►

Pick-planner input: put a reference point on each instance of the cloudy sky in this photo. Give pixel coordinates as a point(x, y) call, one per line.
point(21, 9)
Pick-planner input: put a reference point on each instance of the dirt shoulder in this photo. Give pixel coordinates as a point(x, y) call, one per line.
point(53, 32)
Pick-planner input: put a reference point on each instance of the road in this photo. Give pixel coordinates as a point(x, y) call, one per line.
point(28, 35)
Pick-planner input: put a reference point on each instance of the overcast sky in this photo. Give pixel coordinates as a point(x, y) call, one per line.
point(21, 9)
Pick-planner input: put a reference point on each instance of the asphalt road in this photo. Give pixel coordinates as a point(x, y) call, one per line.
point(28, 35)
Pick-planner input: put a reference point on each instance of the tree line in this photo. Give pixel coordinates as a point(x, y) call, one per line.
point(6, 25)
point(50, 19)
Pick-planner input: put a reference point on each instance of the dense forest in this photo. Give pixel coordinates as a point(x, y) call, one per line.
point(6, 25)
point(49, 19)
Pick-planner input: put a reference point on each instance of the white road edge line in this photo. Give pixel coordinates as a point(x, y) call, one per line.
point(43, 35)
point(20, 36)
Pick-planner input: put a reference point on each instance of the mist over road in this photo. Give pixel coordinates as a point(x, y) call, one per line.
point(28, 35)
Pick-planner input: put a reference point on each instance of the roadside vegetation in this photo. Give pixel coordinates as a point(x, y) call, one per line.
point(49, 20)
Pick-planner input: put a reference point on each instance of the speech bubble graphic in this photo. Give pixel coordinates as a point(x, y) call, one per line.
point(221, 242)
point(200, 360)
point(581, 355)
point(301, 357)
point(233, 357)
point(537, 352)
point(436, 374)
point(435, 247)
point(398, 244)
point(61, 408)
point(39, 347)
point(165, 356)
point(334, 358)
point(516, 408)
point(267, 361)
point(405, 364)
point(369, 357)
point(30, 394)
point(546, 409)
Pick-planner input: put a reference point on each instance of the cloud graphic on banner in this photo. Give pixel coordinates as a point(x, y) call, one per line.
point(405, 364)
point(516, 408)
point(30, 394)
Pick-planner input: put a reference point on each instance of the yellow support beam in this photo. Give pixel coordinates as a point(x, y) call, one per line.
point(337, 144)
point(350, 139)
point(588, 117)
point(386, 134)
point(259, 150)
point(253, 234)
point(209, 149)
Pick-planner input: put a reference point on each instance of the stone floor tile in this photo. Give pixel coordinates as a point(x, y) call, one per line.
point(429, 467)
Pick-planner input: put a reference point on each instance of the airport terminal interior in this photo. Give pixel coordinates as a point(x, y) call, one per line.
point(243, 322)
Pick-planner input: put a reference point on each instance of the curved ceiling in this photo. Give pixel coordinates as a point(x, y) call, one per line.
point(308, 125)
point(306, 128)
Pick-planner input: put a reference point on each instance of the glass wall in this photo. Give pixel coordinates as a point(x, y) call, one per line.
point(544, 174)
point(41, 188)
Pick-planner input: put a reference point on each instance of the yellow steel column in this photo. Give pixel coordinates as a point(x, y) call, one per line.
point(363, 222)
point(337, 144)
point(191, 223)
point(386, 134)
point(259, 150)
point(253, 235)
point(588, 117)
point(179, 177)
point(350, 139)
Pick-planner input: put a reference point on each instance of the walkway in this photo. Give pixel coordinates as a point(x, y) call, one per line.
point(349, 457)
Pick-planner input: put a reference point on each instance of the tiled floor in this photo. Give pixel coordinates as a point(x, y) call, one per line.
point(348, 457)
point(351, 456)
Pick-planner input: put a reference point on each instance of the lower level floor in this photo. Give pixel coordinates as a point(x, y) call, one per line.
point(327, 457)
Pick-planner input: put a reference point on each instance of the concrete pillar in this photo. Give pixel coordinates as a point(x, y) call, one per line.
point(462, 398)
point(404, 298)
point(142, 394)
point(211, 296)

◄

List the records from the line containing "the road in" to the line containing "point(209, 149)", both included, as a JSON array of strings with one string per line. Leave out blank lines.

CORRECT RESULT:
[
  "Pick-planner input: put a reference point on each instance of the road in this photo. Give pixel coordinates as a point(x, y) call, one per line.",
  "point(28, 35)",
  "Pick-planner input: put a reference point on each instance of the overcast sky in this photo. Give pixel coordinates as a point(x, y) call, one per line.",
  "point(21, 9)",
  "Pick-planner input: put a reference point on each instance of the asphalt road in this photo. Give pixel coordinates as a point(x, y) call, one per line.",
  "point(28, 35)",
  "Pick-planner input: put a reference point on each instance of the tree line in this photo. Give pixel coordinates as a point(x, y) call, one per line.",
  "point(6, 25)",
  "point(50, 19)",
  "Pick-planner input: put a reference point on each instance of the dense forest in this photo. Give pixel coordinates as a point(x, y) call, one per line.",
  "point(6, 25)",
  "point(49, 19)",
  "Pick-planner input: put a reference point on each instance of the white road edge line in this photo. Give pixel coordinates as a point(x, y) call, one per line.",
  "point(43, 35)",
  "point(20, 36)",
  "Pick-planner input: put a reference point on each instance of the mist over road in this photo. Give pixel coordinates as a point(x, y) call, one per line.",
  "point(28, 35)",
  "Pick-planner input: put a reference point on each instance of the roadside vegetation in this photo. Give pixel coordinates as a point(x, y) call, one per line.",
  "point(49, 20)",
  "Pick-planner input: put a reference point on each instance of the speech bubble graphic in this photo. Give pixel coordinates as a point(x, y) call, one per line.",
  "point(221, 242)",
  "point(200, 360)",
  "point(581, 355)",
  "point(301, 357)",
  "point(233, 357)",
  "point(537, 352)",
  "point(436, 374)",
  "point(435, 247)",
  "point(398, 244)",
  "point(61, 408)",
  "point(39, 347)",
  "point(165, 356)",
  "point(334, 358)",
  "point(516, 408)",
  "point(267, 361)",
  "point(405, 364)",
  "point(369, 357)",
  "point(30, 394)",
  "point(546, 409)",
  "Pick-planner input: put a reference point on each instance of the cloud graphic on banner in this photo. Give pixel coordinates as a point(x, y) call, one per line.",
  "point(405, 364)",
  "point(516, 408)",
  "point(30, 394)",
  "Pick-planner input: put a reference point on each instance of the yellow support beam in this photo. Give pixel coordinates as a point(x, y) call, one per line.",
  "point(337, 144)",
  "point(350, 139)",
  "point(588, 117)",
  "point(386, 134)",
  "point(259, 150)",
  "point(253, 234)",
  "point(209, 149)"
]